>> Begin Record extracts

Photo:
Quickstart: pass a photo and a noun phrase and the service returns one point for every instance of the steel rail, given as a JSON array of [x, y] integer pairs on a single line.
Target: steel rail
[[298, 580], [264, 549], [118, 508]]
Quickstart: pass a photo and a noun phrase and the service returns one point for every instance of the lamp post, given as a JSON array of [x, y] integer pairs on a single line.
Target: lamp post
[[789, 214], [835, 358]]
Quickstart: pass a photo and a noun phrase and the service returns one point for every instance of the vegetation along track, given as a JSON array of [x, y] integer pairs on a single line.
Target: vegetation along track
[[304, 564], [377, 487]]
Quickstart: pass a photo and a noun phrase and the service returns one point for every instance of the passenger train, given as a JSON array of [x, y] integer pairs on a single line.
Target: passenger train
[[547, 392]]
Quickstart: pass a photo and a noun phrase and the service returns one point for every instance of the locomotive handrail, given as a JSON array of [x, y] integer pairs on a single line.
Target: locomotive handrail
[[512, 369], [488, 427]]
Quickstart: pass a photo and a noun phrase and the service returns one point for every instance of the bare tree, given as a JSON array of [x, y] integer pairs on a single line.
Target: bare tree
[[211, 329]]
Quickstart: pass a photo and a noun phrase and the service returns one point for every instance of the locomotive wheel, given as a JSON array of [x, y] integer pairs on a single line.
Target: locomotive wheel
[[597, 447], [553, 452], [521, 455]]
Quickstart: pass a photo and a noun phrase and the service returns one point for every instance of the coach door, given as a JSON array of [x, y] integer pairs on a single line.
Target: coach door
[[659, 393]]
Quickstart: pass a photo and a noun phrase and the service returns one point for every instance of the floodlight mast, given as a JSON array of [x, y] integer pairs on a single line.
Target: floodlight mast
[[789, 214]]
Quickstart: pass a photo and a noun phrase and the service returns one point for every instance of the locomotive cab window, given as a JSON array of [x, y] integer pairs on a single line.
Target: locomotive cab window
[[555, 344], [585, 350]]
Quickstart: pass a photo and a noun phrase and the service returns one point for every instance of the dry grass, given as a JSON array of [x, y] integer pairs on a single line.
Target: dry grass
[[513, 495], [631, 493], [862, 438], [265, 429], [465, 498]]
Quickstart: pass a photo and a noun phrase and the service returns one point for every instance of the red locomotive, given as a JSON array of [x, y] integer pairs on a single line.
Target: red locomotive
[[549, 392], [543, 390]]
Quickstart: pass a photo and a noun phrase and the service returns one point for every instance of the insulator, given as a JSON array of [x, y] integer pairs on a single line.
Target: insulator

>> End Record extracts

■ Given task ■
Transcribe all entries exactly as they are given.

■ Answer to this task ■
Photo:
Quickstart: pass a photo and a noun phrase and the service returns one point for every instance of the steel rail, given as a JSON array of [x, y] integer pairs on a single line.
Target: steel rail
[[298, 580], [264, 549], [118, 508]]
Quickstart: pass a photo and a noun phrase and the service returns one point for every instance of the lamp post, given as a JSON array of [x, y] integer pairs on a single line.
Target: lamp post
[[789, 214], [835, 358]]
Quickstart: pass a photo and a noun phrase and the service returns one point for every instance of the vegetation along track, given as a JSON array of [x, y] integer pairs on a single line.
Target: vegetation along track
[[304, 564], [377, 487]]
Quickstart: pass a photo and a noun phrase and the service returns one point for every instance of the passenger train, given as a JSON array of [x, y] integer pairs on a single line.
Target: passenger train
[[547, 392]]
Quickstart: pass a photo and a noun phrase and the service returns one point for every instance of the locomotive handrail, given as a JSON array of [x, y] integer pairs on a single line.
Target: locomotive handrail
[[512, 369], [488, 427]]
Quickstart: pass a photo and a noun phrase and the service returns one point for every instance of the bare tree, given as a JSON array of [x, y] integer pairs on a single line.
Target: bare tree
[[211, 329]]
Quickstart: pass a photo and a noun phrase and the service returns one point for every instance of the locomotive wheel, given as a JSON array of [x, y] integer pairs on a single line.
Target: locomotive wheel
[[597, 447], [553, 452], [521, 455]]
Quickstart: pass a photo and a noun phrase and the service returns one point for every instance of the coach door, given as a JSON array of [x, y] integer pairs on a single line.
Target: coach door
[[659, 393]]
Quickstart: pass a photo and a noun phrase and the service returns one point for every instance of the floodlight mast, given as a JSON array of [x, y] integer pairs on a single line.
Target: floodlight mast
[[789, 214]]
Quickstart: pass a photo and a noun phrase and the service returns one point for every instance of the locomotive cab window, given as a JSON array of [x, y] integer pairs on a single line.
Target: locomotive cab window
[[555, 344], [585, 350]]
Quickstart: pass a photo and a noun phrase and the service returns one point for every instance of the dry grass, given as a JSON array of [x, y] integer pairs on a single line.
Target: dry grass
[[513, 495], [631, 493], [862, 438], [265, 429], [465, 498]]
Quickstart: pass a photo and a noun phrase and the service returns one point for every instance of the red locomotive, given as a JSON array of [x, y] integer pairs on a single line.
Target: red locomotive
[[549, 392], [543, 390]]
Quickstart: pass a photo and a noun phrase and the service returns one point for every instance of the insulator, given as a JSON array of [x, y] integer pairs on a single line.
Target: insulator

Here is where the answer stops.